Quote the data below in full, minus the images.

Records shown:
• • • • •

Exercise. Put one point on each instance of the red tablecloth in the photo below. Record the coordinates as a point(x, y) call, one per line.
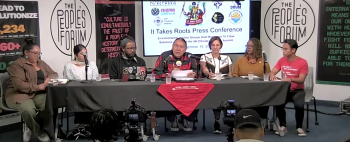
point(185, 96)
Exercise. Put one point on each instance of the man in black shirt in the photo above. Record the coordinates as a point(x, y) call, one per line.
point(127, 58)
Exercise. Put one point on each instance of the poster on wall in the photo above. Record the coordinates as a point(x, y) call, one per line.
point(114, 19)
point(18, 20)
point(333, 58)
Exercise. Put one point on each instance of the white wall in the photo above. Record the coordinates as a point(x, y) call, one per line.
point(307, 51)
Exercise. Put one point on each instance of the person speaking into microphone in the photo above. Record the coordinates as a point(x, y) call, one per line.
point(176, 59)
point(253, 61)
point(212, 63)
point(75, 70)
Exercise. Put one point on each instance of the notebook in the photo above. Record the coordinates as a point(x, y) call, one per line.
point(134, 73)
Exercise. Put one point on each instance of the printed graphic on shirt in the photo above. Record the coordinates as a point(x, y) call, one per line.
point(290, 72)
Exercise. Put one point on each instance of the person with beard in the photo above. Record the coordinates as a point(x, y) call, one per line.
point(127, 58)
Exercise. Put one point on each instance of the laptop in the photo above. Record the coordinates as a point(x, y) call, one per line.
point(134, 73)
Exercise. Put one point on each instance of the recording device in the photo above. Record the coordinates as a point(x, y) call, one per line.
point(198, 65)
point(265, 61)
point(135, 117)
point(230, 108)
point(86, 69)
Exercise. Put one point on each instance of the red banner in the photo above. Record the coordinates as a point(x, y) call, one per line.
point(185, 96)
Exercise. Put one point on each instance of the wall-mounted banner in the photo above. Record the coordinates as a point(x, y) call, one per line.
point(288, 19)
point(18, 20)
point(70, 25)
point(333, 55)
point(114, 19)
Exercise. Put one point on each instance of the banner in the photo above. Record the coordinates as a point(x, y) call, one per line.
point(114, 19)
point(18, 20)
point(333, 56)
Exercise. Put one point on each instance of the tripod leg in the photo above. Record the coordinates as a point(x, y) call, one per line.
point(144, 137)
point(154, 126)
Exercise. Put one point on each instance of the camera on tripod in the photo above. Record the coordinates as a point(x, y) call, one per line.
point(230, 108)
point(135, 117)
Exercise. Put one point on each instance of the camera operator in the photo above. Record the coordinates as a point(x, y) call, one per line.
point(104, 126)
point(248, 126)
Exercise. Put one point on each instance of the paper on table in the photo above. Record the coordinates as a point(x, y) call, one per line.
point(180, 73)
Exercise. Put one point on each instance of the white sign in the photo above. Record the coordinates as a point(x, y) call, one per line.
point(289, 19)
point(70, 25)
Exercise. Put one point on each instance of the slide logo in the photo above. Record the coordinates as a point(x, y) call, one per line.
point(236, 17)
point(158, 21)
point(217, 4)
point(195, 14)
point(291, 20)
point(217, 18)
point(155, 11)
point(236, 5)
point(168, 11)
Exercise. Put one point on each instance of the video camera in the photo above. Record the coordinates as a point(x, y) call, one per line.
point(134, 116)
point(230, 108)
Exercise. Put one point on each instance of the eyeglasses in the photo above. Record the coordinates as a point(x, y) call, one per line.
point(130, 48)
point(36, 53)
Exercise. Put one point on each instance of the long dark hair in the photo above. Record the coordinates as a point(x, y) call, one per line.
point(77, 49)
point(104, 124)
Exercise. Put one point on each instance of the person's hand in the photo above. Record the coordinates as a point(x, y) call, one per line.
point(191, 75)
point(46, 82)
point(287, 79)
point(42, 86)
point(211, 75)
point(273, 77)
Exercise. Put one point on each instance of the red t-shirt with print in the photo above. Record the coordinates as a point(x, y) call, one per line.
point(292, 69)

• • • • •

The completed task:
Exercise. Put one point on each instance of the red tablecloth in the photo below. Record the coordinates as a point(x, y) call, one per line.
point(185, 96)
Exercise. Put one point on each instance of the man in black shirt in the photo above. Record the coordinates as a point(x, y) call, one per line.
point(127, 58)
Exercise. Put one point on each instance of the poster on wall in the photo above. Record the coordinates as a point(x, y) call, one per line.
point(114, 19)
point(18, 20)
point(333, 58)
Exercise. Put one point on each instance of the white wall in the photo above. Record the coordinates as a point(x, y) call, one per line.
point(307, 51)
Exercise. Put one point on each instance of the person speaking into microphone in the photo above. Record the coordinates as a point(x, y) call, one per line.
point(176, 59)
point(253, 61)
point(212, 63)
point(75, 70)
Exercise. Put one point on each instance of the notebook in the photo above. Record the coordinates as a point(x, y) call, one per line.
point(134, 73)
Exercise. Put one point on each instance of the printed graphic on shirt in the photo above. Record the coordinates as a point(x, y) call, one per line.
point(290, 72)
Exercise. Put one point on each instance of the person with beard in the photo above. Record the coordinates as a point(x, y) call, one per line.
point(127, 58)
Exercise. Put one point on each instance of the laptop in the photo above. Record the coordinates as a point(x, y) call, one per line.
point(134, 73)
Exercise. Put one point on each instance of the recording device in the photo above. Record the coordinates as a point(x, y) call, one per line.
point(198, 65)
point(265, 61)
point(135, 117)
point(230, 108)
point(86, 69)
Exercise. Put one point on each instance of the red banner in the photo above. Record the coordinates as a point(x, y) call, one per line.
point(185, 96)
Exercise. Put one point on each instance of the wall-mounted banner in the photo above. Record the coordinates as a point(x, y) call, one per line.
point(288, 19)
point(18, 20)
point(70, 25)
point(333, 55)
point(114, 19)
Exercise. Put one point on each instance of the banner in the photo above. Record the coordinates as a point(x, y) call, one per line.
point(114, 19)
point(18, 20)
point(333, 56)
Exercise. Put one point on each instance of the tripod leg in the photo above. Record the coordinates as a point(x, y) call, one per line.
point(144, 137)
point(154, 126)
Exercise. Put one point on each instance of the camera on tripod in the photo above. Record the coordinates as a point(x, y) call, one per line.
point(230, 108)
point(135, 117)
Exercise. Put one point on each instance of the camera operator in the photo above. Record the coordinates as a point(x, y) call, one per line.
point(104, 126)
point(248, 126)
Exercise. Put one point on each instance of the paper on table in the photo above. Record the coordinates as a point(x, y) call, one per line.
point(180, 73)
Exercise. Put one point on each instance of the white sign in the photo above. Record the coordinates as a point(x, y) call, one per line.
point(289, 19)
point(70, 25)
Exercise. Put one point on each instance of the slide logo in the photo above. Record the coordinates as a point(x, y) call, one per line.
point(236, 17)
point(158, 21)
point(217, 4)
point(195, 14)
point(291, 20)
point(217, 18)
point(155, 11)
point(236, 5)
point(168, 11)
Exercise. Put one point on each instance of the video camera in the photo above. Record the coordinates as a point(x, y) call, one per line.
point(134, 116)
point(230, 108)
Exercise. Put one point on each instance of the eyeglasses in the photo above. Record the coordinates as a point(x, y) call, one per line.
point(130, 48)
point(36, 53)
Exercise. Put one point on each instance of the long dark hair in the photo above. Record the coordinates as a point(x, y) call, one per line.
point(77, 49)
point(104, 124)
Exercise. Put one point on each instance of the person's hand in the photo above. Record the coordinates as a point(x, y) call, one per line.
point(191, 75)
point(46, 82)
point(287, 79)
point(42, 86)
point(211, 75)
point(273, 77)
Exercise. Put one point on each instance of the red t-shirt with print in the photo above. Record the coordinates as a point(x, y) call, one per line.
point(292, 69)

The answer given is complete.